# ZU BEARBEITENDE AUFGABEN
(1) Prüfe anhand des Interviews mit Chrissie Hynde, ob die folgenden Aussagen stimmen. Antworte jeweils mit Ja oder Nein und zitiere die entscheidenden Worte wörtlich: (a) Das Album HATE FOR SALE wurde von Stephen Street produziert. (b) Chrissie Hynde wuchs in Cleveland auf. (c) Chrissie Hynde schrieb die Songs des neuen Albums allein.
(2) Mit wem gab Chrissie Hynde laut dem Interview unter anderem Konzerte in Australien?
(3) Führe das Interview mit Chrissie Hynde ab der Stelle fort, an der es endet.

Nach ihrem vielbeachteten Soloalbum VALVE BONE WOE, das im vergangenen Jahr erschien, hat Chrissie Hynde ihre Band Pretenders erneut reaktiviert. Ergebnis: das neue, elfte Studioalbum HATE FOR SALE, das von Stephen Street (Smiths, Blur) produziert wurde. Die Songs schrieb Chrissie allesamt zusammen mit ihrem Gitarristen James Walbourne. Im Interview spricht die Frontfrau über ihre Jugend in Ohio, ihre Anfangszeit in London, Umweltschutz, Frauenpower, Punk und was ihr die Rock And Roll Hall Of Fame bedeutet.
Chrissie, als Musikerin und Macherin giltst du als unangepasst und meinungsstark. Warst du als Jugendliche schon so rebellisch?
Nein, ich war total normal. Ehrlich! Ich wuchs bei meinen Eltern in Akron, Ohio auf, mit meinem Bruder Terry. Bis 17 wusste ich gar nicht, was Rebellion überhaupt ist. Dann aber wurde ich zur Rebellin – indem ich mich entschied, Vegetarierin zu werden. Ende der 60er war das etwas Ungewöhnliches, ich gehörte zu einer Minderheit, aber darauf habe ich geschissen. Mir wurde klar, dass ich mit meiner Entscheidung recht hatte. Seit über 40 Jahren engagiere ich mich aktiv für die Sache, werde an jeder Ecke darauf angesprochen. Vegetarismus und Veganismus sind medial mittlerweile überpräsent und das ist gut so.
Für einige Protestaktionen wurdest du sogar hinter Gitter gebracht …
Ich landete ein paar Mal im Knast, stimmt. Aber das war es wert, denn es hat ja etwas
gebracht: Die Situation ist heute besser denn je, es hat sich ein kollektives Bewusstsein entwickelt
in puncto Ernährung, Tierhaltung und Umwelt. Es tut sich was.
… auch bei den Pretenders: Vier Jahre nach ALONE gibt es nun ein neues Album, HATE FOR SALE.
Die Platte sollte eigentlich schon früher erscheinen, aber immer wieder kam etwas dazwischen. Der Produzent und ich waren mit anderen Projekten beschäftigt. Ich habe in der Zeit mein Album VALVE BONE WOE gemacht, Konzerte gegeben – u. a. mit Stevie Nicks in Australien – und zu Hause viele Bilder gemalt. So zog sich die Arbeit hin.
Was hat es mit dem Titel HATE FOR SALE auf sich?
Wir lieben Punk. Man könnte den Titelsong als unseren Tribut an jene Punkband verstehen, die ich als musikalischste in diesem Genre bezeichnen würde – The Damned.

# VORLIEGENDE EINTRÄGE
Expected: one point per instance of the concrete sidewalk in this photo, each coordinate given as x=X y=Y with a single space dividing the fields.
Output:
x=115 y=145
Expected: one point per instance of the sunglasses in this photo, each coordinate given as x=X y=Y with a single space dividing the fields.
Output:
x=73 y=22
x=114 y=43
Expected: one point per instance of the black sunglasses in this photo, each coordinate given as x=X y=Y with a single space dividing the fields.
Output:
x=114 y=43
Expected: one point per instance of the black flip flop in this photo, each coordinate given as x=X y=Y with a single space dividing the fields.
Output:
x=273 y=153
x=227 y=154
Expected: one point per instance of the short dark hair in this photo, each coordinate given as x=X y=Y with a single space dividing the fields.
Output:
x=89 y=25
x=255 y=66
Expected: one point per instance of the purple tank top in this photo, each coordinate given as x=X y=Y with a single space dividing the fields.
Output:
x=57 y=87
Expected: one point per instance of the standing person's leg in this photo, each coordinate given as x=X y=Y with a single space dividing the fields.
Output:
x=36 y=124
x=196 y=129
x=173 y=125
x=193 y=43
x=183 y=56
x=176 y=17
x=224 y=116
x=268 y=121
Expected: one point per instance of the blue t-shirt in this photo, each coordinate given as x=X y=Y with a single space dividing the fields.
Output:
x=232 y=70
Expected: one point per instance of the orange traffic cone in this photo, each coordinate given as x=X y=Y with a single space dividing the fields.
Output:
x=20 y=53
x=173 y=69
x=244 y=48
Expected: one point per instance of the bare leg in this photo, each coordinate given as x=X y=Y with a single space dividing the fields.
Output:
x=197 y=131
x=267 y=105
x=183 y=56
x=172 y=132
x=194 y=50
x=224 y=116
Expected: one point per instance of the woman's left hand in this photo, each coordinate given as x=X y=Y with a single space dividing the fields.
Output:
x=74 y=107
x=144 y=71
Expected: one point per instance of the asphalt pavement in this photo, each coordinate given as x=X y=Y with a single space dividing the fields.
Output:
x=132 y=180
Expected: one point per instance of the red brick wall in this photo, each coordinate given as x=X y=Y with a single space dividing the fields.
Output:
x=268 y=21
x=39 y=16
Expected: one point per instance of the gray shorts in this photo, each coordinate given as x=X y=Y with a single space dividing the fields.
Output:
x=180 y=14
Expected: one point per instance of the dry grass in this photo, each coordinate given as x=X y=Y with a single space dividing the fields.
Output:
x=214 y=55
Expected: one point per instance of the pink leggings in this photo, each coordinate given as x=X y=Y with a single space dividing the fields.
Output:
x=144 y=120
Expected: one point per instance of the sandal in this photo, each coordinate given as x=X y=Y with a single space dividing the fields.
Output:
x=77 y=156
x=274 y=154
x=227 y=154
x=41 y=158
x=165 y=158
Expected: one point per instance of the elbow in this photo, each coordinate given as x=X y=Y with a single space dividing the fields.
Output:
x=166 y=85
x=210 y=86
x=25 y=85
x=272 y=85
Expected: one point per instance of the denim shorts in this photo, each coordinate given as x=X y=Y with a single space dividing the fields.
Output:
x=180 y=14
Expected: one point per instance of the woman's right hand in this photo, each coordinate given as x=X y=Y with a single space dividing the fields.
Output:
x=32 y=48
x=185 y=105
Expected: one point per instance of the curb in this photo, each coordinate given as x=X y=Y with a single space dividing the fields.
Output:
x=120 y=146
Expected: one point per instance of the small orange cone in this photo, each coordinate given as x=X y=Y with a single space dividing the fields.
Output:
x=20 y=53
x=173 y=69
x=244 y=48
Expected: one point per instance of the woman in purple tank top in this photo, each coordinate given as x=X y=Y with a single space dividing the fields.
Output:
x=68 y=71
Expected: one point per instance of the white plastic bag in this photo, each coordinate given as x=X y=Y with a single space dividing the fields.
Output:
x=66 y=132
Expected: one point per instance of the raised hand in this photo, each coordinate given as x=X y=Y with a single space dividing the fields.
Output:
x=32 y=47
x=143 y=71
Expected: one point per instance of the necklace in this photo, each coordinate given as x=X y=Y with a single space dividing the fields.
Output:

# GEGEBENE LÖSUNGEN
(1)
(a) Ja: „das von Stephen Street (Smiths, Blur) produziert wurde“
(b) Nein: „Ich wuchs bei meinen Eltern in Akron, Ohio auf“
(c) Nein: „Die Songs schrieb Chrissie allesamt zusammen mit ihrem Gitarristen James Walbourne.“

(2) Mit Stevie Nicks.

(3)
Stimmt es, dass die Punkwelle dich dazu ermutigt hat, selbst eine Band zu gründen?
Ja, Punk war sowas wie ein Loch im Zaun, durch das man schlüpfen und im Musikbusiness mitmischen konnte, auch wenn man selbst kein so guter Musiker war. Es gab keinerlei Regeln, man konnte tun, was man wollte, alles war plötzlich möglich. Ich war damals schon 24, 25, also für Popverhältnisse relativ alt, ich meine, die Beatles lösten sich bereits wieder auf, als sie Mitte, Ende 20 waren. Niemand in der Szene war jedenfalls so alt wie ich, höchstens noch Joe Strummer von The Clash. Also dachte ich mir: „Fuck it, ich versuch das jetzt einfach mit einer Band“.
So einfach war das aber wohl nicht …
Es dauerte ewig, bis ich die richtigen Musiker zusammen hatte. Die Suche führte mich bis nach Hereford im Südwesten Englands, damals bekannt für seine florierende Musikszene. Dort fand ich zwei Mitstreiter, Gitarrist James Honeyman-Scott und Bassist Pete Farndon, und wir legten los als The Pretenders. Leider starben beide viel zu früh.
Wie kam es eigentlich zu eurem Bandnamen?
Der kommt vom Song „The Great Pretender“, den ich damals in der Version von Sam Cooke im Ohr hatte. Das klang einfach gut.
Zur Welt gekommen bist du in einer Arbeiterstadt, Akron, Ohio, die besonders für ihre Reifenindustrie bekannt ist. Warum hat es dich schon recht früh von dort weggezogen?
Ich wollte was erleben. Mit 17 ging ich nach Cleveland, die nächstgrößere Stadt. Von da nach Kanada und Mexiko bis nach Europa. Ich lebte einige Zeit in Paris, schließlich landete ich in London. Das war 1973, gut drei Jahre, bevor dort der Punk ausbrach.
War es schwierig, sich in der vermeintlichen Männerdomäne Rock’n’Roll zu behaupten?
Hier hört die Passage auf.